** BEGIN **
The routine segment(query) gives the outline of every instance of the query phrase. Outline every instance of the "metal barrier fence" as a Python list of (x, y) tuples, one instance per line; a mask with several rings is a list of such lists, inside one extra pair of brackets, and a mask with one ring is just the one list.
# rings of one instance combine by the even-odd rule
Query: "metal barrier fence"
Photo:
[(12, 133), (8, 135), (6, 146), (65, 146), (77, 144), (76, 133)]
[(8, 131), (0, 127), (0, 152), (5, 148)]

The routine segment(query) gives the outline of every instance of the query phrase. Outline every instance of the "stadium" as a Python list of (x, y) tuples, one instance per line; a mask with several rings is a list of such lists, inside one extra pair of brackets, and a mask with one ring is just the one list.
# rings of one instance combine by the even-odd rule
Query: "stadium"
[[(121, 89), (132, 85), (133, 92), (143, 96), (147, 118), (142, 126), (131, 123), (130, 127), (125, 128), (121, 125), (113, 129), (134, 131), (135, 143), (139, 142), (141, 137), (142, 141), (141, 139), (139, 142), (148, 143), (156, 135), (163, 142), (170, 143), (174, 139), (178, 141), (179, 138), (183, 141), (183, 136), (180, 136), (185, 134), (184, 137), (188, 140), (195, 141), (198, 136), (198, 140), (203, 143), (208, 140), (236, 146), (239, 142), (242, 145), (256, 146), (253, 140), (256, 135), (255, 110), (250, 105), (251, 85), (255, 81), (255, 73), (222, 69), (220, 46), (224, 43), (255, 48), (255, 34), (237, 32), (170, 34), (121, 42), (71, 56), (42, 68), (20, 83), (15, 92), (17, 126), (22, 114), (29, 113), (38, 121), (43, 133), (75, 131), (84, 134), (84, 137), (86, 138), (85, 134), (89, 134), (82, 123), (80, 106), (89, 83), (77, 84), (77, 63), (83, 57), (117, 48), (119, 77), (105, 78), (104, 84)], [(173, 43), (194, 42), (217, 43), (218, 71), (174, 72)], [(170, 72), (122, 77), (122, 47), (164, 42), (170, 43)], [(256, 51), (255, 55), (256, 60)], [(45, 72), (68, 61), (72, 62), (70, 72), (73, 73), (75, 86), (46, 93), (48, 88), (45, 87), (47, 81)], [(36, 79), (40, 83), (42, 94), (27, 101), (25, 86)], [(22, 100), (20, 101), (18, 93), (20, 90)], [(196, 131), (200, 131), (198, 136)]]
** END **
# [WHAT IS REQUIRED]
Reproduce the listing above, replacing each occurrence of "tuples" with "coordinate pairs" and leaving everything else unchanged.

# [SOLUTION]
The routine segment(query) gives the outline of every instance of the query phrase. Outline every instance of the "metal barrier fence" as a Python list of (x, y) coordinate pairs, one instance per line; a mask with several rings is a list of such lists, inside one extra pair of brackets, and a mask with one ring is just the one list.
# rings of one instance combine by the even-odd rule
Query: "metal barrier fence"
Photo:
[(12, 133), (8, 135), (6, 146), (65, 146), (77, 144), (76, 133)]
[(8, 131), (0, 127), (0, 152), (5, 148)]

The routine segment(query) gives the outline of every instance of the query phrase. Outline every instance of the "stadium" as a Python list of (x, y) coordinate pairs, one instance per line; a mask with several rings is a list of such lists, inside one extra pair of brackets, and a mask with one ring is just the one list.
# rings of one instance combine by the even-odd rule
Query: "stadium"
[[(121, 89), (132, 85), (133, 92), (143, 96), (147, 118), (142, 126), (131, 123), (130, 127), (125, 128), (121, 125), (113, 129), (134, 131), (135, 143), (139, 142), (141, 137), (142, 141), (141, 139), (139, 142), (148, 143), (156, 135), (163, 142), (170, 143), (174, 139), (178, 141), (179, 138), (183, 141), (183, 136), (180, 136), (185, 134), (184, 137), (188, 140), (195, 141), (198, 136), (198, 140), (203, 143), (208, 140), (236, 146), (239, 142), (242, 145), (256, 146), (253, 140), (256, 135), (255, 110), (250, 105), (251, 85), (255, 81), (255, 73), (222, 69), (220, 46), (224, 43), (255, 48), (255, 34), (237, 32), (170, 34), (121, 42), (71, 56), (42, 68), (20, 83), (15, 92), (17, 126), (22, 114), (29, 113), (38, 121), (43, 133), (75, 131), (84, 134), (84, 137), (86, 138), (85, 134), (89, 134), (82, 123), (80, 106), (89, 83), (77, 84), (77, 63), (83, 57), (117, 48), (119, 77), (105, 78), (104, 84)], [(173, 43), (194, 42), (217, 43), (218, 71), (174, 72)], [(170, 72), (122, 77), (122, 47), (164, 42), (170, 43)], [(256, 51), (255, 55), (256, 60)], [(45, 72), (68, 61), (72, 62), (70, 72), (73, 73), (75, 86), (46, 93), (48, 88), (45, 87), (47, 81)], [(36, 79), (40, 83), (42, 94), (27, 101), (25, 86)], [(22, 100), (20, 101), (18, 93), (20, 90)], [(196, 131), (200, 131), (198, 136)]]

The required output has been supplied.